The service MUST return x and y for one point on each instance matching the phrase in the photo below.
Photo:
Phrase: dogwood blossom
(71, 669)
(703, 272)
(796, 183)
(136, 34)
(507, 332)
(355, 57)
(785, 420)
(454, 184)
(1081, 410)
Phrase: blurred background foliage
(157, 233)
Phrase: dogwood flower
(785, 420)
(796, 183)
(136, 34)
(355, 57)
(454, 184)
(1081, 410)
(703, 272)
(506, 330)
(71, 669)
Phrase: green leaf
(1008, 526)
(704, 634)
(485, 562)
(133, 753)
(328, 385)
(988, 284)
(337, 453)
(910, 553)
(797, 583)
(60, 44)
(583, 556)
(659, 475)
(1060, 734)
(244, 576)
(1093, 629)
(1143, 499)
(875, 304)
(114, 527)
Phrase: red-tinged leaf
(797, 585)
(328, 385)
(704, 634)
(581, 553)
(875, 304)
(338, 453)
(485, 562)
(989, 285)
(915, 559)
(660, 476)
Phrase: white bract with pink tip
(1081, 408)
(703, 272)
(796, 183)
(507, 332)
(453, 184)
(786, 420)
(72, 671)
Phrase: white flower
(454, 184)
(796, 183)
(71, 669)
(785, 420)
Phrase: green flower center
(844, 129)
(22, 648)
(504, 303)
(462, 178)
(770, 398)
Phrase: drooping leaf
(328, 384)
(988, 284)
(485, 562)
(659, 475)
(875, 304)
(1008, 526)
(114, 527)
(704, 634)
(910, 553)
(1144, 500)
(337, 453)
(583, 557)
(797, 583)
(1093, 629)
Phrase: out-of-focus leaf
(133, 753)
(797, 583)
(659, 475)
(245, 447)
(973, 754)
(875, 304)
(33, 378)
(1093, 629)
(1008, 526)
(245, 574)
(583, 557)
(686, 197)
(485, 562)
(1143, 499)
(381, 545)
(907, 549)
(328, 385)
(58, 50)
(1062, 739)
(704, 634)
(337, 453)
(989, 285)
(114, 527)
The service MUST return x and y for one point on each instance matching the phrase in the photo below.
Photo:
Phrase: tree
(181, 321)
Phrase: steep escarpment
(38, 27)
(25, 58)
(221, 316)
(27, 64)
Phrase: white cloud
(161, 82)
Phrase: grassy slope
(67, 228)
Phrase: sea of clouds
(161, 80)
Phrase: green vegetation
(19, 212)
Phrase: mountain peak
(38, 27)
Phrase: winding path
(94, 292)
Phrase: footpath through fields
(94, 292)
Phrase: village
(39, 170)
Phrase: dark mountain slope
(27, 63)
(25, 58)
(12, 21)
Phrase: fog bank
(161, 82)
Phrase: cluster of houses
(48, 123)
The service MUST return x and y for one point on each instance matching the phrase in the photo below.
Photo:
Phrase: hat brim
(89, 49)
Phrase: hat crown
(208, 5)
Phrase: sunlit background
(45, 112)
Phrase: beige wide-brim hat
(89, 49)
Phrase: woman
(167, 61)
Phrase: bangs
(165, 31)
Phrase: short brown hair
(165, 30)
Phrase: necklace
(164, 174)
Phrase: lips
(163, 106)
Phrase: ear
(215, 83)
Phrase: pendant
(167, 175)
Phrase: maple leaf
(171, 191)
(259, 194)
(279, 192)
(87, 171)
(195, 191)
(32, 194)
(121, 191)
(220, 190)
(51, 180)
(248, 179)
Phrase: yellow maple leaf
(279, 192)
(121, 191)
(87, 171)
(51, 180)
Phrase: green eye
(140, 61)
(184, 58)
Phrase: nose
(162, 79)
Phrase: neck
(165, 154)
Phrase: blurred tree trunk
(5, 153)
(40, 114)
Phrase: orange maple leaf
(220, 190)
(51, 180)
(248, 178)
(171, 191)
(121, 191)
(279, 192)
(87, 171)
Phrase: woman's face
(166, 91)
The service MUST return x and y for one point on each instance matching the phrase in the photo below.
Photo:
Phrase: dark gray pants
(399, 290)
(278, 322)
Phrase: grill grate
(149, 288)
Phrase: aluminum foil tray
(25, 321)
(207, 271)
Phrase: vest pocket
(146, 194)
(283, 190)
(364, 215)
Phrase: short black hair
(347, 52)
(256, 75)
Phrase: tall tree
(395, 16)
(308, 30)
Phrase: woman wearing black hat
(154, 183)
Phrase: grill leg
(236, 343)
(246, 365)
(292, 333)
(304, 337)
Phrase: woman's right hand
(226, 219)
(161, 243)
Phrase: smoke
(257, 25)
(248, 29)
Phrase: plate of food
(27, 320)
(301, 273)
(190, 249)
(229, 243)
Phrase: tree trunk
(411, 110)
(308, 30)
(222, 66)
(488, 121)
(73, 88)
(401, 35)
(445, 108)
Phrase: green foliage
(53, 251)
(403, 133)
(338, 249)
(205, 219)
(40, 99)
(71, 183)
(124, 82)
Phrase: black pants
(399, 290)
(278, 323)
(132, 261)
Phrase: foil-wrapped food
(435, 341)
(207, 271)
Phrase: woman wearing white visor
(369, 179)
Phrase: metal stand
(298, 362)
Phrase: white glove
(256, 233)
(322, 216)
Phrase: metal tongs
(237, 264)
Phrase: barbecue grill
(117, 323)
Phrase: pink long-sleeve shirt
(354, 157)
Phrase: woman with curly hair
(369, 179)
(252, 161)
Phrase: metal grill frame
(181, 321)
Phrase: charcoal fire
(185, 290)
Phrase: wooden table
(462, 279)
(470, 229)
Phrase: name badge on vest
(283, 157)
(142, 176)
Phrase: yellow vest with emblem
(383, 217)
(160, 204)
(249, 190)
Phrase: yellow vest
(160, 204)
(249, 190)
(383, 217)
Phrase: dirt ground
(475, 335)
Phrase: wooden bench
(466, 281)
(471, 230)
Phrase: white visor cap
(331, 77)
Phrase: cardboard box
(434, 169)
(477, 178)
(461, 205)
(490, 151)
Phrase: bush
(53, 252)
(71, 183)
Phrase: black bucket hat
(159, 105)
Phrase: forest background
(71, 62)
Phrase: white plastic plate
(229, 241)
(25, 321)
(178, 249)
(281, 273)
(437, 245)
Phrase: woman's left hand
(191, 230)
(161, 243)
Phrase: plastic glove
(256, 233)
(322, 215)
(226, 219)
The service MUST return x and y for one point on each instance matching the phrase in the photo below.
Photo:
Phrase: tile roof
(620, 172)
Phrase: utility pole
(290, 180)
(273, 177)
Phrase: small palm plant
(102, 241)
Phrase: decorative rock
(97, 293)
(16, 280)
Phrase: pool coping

=-=-=-=-=

## Task item
Down to the last line, return the data above exactly.

## Solution to this problem
The service MUST return x and y for one point on each instance matching the phrase in the photo below.
Photo:
Phrase: dogwood blossom
(71, 669)
(703, 272)
(796, 183)
(136, 34)
(507, 332)
(355, 57)
(785, 420)
(454, 184)
(1081, 410)
Phrase: blurred background foliage
(157, 233)
Phrase: dogwood flower
(785, 420)
(796, 183)
(136, 34)
(355, 57)
(454, 184)
(1081, 410)
(703, 272)
(506, 330)
(71, 669)
Phrase: green leaf
(1008, 526)
(704, 634)
(485, 562)
(133, 753)
(328, 385)
(988, 284)
(337, 453)
(910, 553)
(797, 583)
(60, 44)
(583, 556)
(659, 475)
(1060, 734)
(244, 576)
(1093, 629)
(1143, 499)
(875, 304)
(114, 527)
Phrase: red-tinged leaf
(797, 585)
(328, 385)
(704, 634)
(581, 553)
(875, 304)
(338, 453)
(485, 562)
(989, 285)
(915, 559)
(660, 476)
Phrase: white bract with pink tip
(1081, 408)
(703, 272)
(796, 183)
(507, 332)
(453, 184)
(786, 420)
(72, 671)
Phrase: white flower
(454, 184)
(796, 183)
(71, 669)
(785, 420)
Phrase: green flower center
(844, 129)
(22, 648)
(504, 303)
(462, 178)
(770, 398)
Phrase: drooping leaf
(328, 384)
(988, 284)
(485, 562)
(659, 475)
(875, 304)
(1008, 526)
(114, 527)
(704, 634)
(910, 553)
(1144, 500)
(337, 453)
(583, 557)
(797, 583)
(1093, 629)
Phrase: out-of-focus leaf
(133, 753)
(797, 583)
(659, 475)
(245, 447)
(973, 754)
(875, 304)
(33, 378)
(1093, 629)
(1008, 526)
(245, 574)
(583, 557)
(686, 197)
(485, 562)
(1143, 499)
(381, 545)
(907, 549)
(328, 385)
(58, 50)
(1062, 739)
(704, 634)
(337, 453)
(989, 285)
(114, 527)
The service MUST return x and y for one point on each instance matching the phrase in the photo below.
Photo:
Phrase: tree
(181, 321)
Phrase: steep escarpment
(38, 27)
(25, 58)
(221, 316)
(27, 64)
Phrase: white cloud
(161, 82)
Phrase: grassy slope
(67, 228)
Phrase: sea of clouds
(161, 80)
Phrase: green vegetation
(19, 212)
Phrase: mountain peak
(38, 27)
Phrase: winding path
(94, 292)
Phrase: footpath through fields
(94, 292)
Phrase: village
(39, 170)
Phrase: dark mountain slope
(27, 63)
(25, 58)
(12, 21)
Phrase: fog bank
(161, 82)
Phrase: cluster of houses
(48, 123)
The service MUST return x and y for one point on each instance matching the phrase in the photo below.
Photo:
Phrase: hat brim
(89, 49)
Phrase: hat crown
(208, 5)
Phrase: sunlit background
(45, 112)
Phrase: beige wide-brim hat
(89, 49)
Phrase: woman
(167, 61)
Phrase: bangs
(165, 31)
Phrase: short brown hair
(165, 30)
Phrase: necklace
(164, 174)
Phrase: lips
(163, 106)
Phrase: ear
(215, 83)
Phrase: pendant
(167, 175)
Phrase: maple leaf
(171, 191)
(259, 194)
(279, 192)
(87, 171)
(195, 191)
(32, 194)
(121, 191)
(220, 190)
(51, 180)
(248, 179)
Phrase: yellow maple leaf
(279, 192)
(121, 191)
(87, 171)
(51, 180)
Phrase: green eye
(140, 61)
(184, 58)
Phrase: nose
(162, 79)
Phrase: neck
(165, 154)
Phrase: blurred tree trunk
(5, 153)
(40, 114)
Phrase: orange maple leaf
(220, 190)
(51, 180)
(248, 178)
(171, 191)
(121, 191)
(279, 192)
(87, 171)
Phrase: woman's face
(166, 91)
The service MUST return x and y for one point on each instance matching the phrase in the photo below.
Photo:
Phrase: dark gray pants
(399, 290)
(278, 322)
Phrase: grill grate
(149, 288)
Phrase: aluminum foil tray
(25, 321)
(207, 271)
Phrase: vest pocket
(146, 194)
(283, 190)
(364, 215)
Phrase: short black hair
(347, 52)
(256, 75)
Phrase: tall tree
(395, 16)
(308, 30)
Phrase: woman wearing black hat
(154, 183)
Phrase: grill leg
(236, 343)
(246, 365)
(292, 333)
(304, 337)
Phrase: woman's right hand
(226, 219)
(161, 243)
Phrase: smoke
(257, 25)
(248, 29)
Phrase: plate of food
(27, 320)
(301, 273)
(190, 249)
(229, 243)
Phrase: tree trunk
(411, 110)
(308, 30)
(222, 66)
(488, 121)
(73, 88)
(401, 35)
(445, 108)
Phrase: green foliage
(53, 251)
(403, 133)
(338, 249)
(205, 219)
(40, 99)
(71, 183)
(124, 82)
Phrase: black pants
(399, 290)
(278, 323)
(132, 261)
Phrase: foil-wrapped food
(435, 341)
(207, 271)
Phrase: woman wearing white visor
(369, 179)
Phrase: metal stand
(298, 362)
Phrase: white glove
(256, 233)
(322, 216)
Phrase: metal tongs
(237, 264)
Phrase: barbecue grill
(117, 323)
Phrase: pink long-sleeve shirt
(354, 157)
Phrase: woman with curly hair
(369, 179)
(252, 161)
Phrase: metal grill frame
(181, 321)
Phrase: charcoal fire
(185, 290)
Phrase: wooden table
(462, 279)
(470, 229)
Phrase: name badge on vest
(283, 157)
(142, 176)
Phrase: yellow vest with emblem
(383, 217)
(160, 204)
(249, 190)
Phrase: yellow vest
(160, 204)
(249, 190)
(383, 217)
Phrase: dirt ground
(475, 335)
Phrase: wooden bench
(466, 281)
(471, 230)
Phrase: white visor cap
(331, 77)
Phrase: cardboard box
(434, 169)
(477, 178)
(461, 205)
(490, 151)
Phrase: bush
(53, 252)
(71, 183)
Phrase: black bucket hat
(159, 105)
Phrase: forest background
(71, 62)
Phrase: white plastic plate
(229, 241)
(25, 321)
(178, 249)
(281, 273)
(437, 245)
Phrase: woman's left hand
(191, 230)
(161, 243)
Phrase: plastic glove
(256, 233)
(322, 215)
(226, 219)
The service MUST return x and y for one point on each instance matching the phrase in the photo below.
Photo:
Phrase: tile roof
(620, 172)
Phrase: utility pole
(290, 180)
(273, 177)
Phrase: small palm plant
(102, 241)
Phrase: decorative rock
(97, 293)
(16, 280)
Phrase: pool coping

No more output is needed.